Entries pointing to named objects

■ ■ ■ ■

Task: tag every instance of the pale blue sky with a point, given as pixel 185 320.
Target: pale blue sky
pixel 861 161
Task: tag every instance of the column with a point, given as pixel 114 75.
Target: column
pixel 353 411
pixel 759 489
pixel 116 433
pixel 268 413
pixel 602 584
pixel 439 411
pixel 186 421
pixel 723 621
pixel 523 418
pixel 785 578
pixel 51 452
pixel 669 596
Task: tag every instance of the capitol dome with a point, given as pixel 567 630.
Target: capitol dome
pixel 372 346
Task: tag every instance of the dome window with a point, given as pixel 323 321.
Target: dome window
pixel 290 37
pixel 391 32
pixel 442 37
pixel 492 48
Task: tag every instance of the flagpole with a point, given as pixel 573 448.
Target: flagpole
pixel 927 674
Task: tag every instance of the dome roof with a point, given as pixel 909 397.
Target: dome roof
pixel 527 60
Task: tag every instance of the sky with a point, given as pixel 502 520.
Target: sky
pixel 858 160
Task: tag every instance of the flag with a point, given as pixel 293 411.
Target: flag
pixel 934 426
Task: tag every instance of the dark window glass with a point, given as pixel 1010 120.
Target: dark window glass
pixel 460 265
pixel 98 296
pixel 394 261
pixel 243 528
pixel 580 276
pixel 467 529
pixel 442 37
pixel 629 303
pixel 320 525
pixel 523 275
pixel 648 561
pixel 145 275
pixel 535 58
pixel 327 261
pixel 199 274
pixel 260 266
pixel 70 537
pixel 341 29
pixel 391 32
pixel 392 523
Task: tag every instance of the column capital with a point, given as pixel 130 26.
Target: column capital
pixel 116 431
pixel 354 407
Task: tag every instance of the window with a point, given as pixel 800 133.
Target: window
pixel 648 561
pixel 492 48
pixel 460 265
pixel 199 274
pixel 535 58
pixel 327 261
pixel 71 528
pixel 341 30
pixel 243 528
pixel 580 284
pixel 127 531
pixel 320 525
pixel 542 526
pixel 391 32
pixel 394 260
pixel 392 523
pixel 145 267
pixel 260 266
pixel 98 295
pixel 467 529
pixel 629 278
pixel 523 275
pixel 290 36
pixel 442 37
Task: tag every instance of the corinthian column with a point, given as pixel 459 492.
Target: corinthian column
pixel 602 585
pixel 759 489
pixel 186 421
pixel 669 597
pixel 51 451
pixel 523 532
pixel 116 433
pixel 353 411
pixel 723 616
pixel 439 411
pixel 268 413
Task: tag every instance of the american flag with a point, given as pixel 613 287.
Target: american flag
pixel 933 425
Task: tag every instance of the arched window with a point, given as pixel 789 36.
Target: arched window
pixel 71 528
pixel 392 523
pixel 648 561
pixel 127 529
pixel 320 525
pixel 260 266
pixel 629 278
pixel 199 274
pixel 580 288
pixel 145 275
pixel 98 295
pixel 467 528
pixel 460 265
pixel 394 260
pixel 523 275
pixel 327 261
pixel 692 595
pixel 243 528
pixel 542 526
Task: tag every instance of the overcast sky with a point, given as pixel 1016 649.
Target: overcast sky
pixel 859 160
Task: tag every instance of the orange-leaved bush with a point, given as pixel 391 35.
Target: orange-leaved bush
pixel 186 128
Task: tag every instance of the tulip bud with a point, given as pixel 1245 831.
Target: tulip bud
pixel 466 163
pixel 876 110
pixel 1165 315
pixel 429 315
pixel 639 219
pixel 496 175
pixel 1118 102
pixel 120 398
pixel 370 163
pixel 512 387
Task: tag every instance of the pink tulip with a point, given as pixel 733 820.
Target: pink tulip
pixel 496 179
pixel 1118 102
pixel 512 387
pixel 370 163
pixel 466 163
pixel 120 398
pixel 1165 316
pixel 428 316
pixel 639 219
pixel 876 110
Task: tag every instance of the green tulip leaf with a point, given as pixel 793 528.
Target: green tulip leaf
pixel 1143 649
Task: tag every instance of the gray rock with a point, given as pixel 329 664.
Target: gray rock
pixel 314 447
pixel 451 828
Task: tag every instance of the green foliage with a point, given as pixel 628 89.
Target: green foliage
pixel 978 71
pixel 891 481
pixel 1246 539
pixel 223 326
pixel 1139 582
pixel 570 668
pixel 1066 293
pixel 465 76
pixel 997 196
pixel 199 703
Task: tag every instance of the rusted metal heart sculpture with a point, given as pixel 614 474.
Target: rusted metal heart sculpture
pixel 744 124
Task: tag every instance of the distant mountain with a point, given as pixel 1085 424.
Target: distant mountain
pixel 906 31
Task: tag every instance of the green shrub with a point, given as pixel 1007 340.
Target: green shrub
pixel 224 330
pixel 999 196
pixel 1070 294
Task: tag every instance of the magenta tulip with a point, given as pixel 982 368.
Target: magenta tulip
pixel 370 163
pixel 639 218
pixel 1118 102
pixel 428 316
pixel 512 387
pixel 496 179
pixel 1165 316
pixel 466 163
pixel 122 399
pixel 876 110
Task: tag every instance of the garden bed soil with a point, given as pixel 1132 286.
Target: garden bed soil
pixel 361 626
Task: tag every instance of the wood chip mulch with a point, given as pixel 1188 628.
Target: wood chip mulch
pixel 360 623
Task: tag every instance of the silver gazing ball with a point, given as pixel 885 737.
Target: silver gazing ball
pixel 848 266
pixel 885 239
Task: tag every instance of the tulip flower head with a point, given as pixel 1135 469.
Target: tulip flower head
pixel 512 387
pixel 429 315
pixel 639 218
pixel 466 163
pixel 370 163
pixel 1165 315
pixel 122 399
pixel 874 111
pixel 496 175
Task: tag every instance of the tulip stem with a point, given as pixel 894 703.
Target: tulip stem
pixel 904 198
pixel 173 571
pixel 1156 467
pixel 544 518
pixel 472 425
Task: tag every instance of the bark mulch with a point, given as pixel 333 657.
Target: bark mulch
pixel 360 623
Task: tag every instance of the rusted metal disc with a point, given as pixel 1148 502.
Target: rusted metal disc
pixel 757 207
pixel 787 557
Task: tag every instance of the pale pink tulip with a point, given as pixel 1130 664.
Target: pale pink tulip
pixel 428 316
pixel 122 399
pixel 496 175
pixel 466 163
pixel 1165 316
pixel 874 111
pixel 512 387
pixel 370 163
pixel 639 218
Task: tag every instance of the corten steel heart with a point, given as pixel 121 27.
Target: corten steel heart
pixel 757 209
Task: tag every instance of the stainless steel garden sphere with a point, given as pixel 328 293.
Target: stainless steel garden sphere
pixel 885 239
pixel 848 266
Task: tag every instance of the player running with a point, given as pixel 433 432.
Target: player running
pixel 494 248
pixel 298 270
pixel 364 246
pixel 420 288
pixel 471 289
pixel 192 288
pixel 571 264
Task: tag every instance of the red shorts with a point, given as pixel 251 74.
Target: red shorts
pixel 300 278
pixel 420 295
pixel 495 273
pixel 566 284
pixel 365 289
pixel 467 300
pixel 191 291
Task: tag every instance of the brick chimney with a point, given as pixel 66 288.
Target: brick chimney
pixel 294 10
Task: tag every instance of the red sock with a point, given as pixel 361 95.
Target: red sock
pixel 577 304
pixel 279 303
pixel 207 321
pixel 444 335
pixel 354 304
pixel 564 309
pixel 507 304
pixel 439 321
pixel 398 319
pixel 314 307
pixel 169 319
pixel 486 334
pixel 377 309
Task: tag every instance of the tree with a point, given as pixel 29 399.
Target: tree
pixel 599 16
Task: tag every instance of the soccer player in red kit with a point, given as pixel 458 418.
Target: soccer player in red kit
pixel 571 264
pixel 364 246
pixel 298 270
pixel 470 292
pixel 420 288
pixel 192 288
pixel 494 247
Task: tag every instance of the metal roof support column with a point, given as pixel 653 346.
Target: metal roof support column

■ ■ ■ ■

### GOAL
Copy the lines above exactly, from the line with "Task: tag every instance of the flag with" to the line with "pixel 934 426", including both of those lines.

### OUTPUT FOR THIS EXERCISE
Task: tag every instance of the flag with a point, given as pixel 293 411.
Target: flag
pixel 934 426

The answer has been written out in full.